## REQUEST:
Substitute "building" for "house" everywhere in the listing and write it out again with nothing else changed. Leave the pictures out.

## DATA:
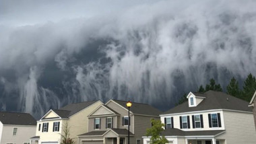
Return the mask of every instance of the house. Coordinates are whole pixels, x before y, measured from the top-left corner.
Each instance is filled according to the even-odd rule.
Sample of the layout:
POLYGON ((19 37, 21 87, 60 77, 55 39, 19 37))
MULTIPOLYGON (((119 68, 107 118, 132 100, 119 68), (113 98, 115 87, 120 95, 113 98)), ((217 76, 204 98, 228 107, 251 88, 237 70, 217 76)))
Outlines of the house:
POLYGON ((254 93, 253 98, 251 98, 251 100, 249 103, 249 106, 253 108, 253 116, 254 116, 254 124, 255 126, 255 130, 256 130, 256 91, 254 93))
POLYGON ((65 130, 76 143, 77 135, 88 132, 87 116, 102 104, 100 100, 84 102, 50 110, 37 121, 36 136, 30 138, 31 144, 59 144, 65 130), (67 124, 68 129, 65 129, 67 124))
POLYGON ((0 144, 29 144, 36 128, 30 114, 0 112, 0 144))
MULTIPOLYGON (((160 114, 164 135, 173 144, 256 143, 248 102, 220 92, 190 92, 184 102, 160 114)), ((143 137, 143 143, 150 143, 143 137)))
MULTIPOLYGON (((88 133, 78 135, 79 144, 125 144, 128 139, 129 116, 127 102, 110 100, 88 115, 88 133)), ((160 111, 146 104, 130 108, 130 143, 141 144, 151 119, 160 119, 160 111)))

## EXPECTED ANSWER:
Return the mask of every instance of the building. Coordinates are whole pixels, x before y, measured from the top-left corner.
Each instance is filled according to the even-odd rule.
Sample of the layout:
POLYGON ((19 37, 21 87, 60 77, 55 39, 19 37))
MULTIPOLYGON (((119 68, 107 118, 132 100, 119 68), (113 98, 115 87, 120 95, 113 98)), ((217 76, 204 98, 228 107, 251 88, 237 70, 217 76)))
Outlines of the building:
POLYGON ((254 93, 253 98, 251 98, 251 100, 249 103, 249 106, 253 108, 253 116, 254 116, 254 124, 255 126, 255 130, 256 130, 256 91, 254 93))
POLYGON ((65 130, 76 143, 77 135, 88 132, 87 116, 102 104, 100 100, 84 102, 50 110, 37 121, 36 136, 30 138, 31 144, 59 144, 65 130), (67 124, 68 129, 65 129, 67 124))
POLYGON ((0 144, 29 144, 36 128, 30 114, 0 112, 0 144))
MULTIPOLYGON (((160 114, 164 135, 173 144, 256 143, 248 102, 220 92, 190 92, 184 102, 160 114)), ((143 137, 143 143, 150 143, 143 137)))
MULTIPOLYGON (((88 133, 78 135, 79 144, 125 144, 128 139, 129 116, 127 102, 110 100, 88 115, 88 133)), ((160 111, 146 104, 130 108, 130 143, 141 144, 151 119, 160 119, 160 111)))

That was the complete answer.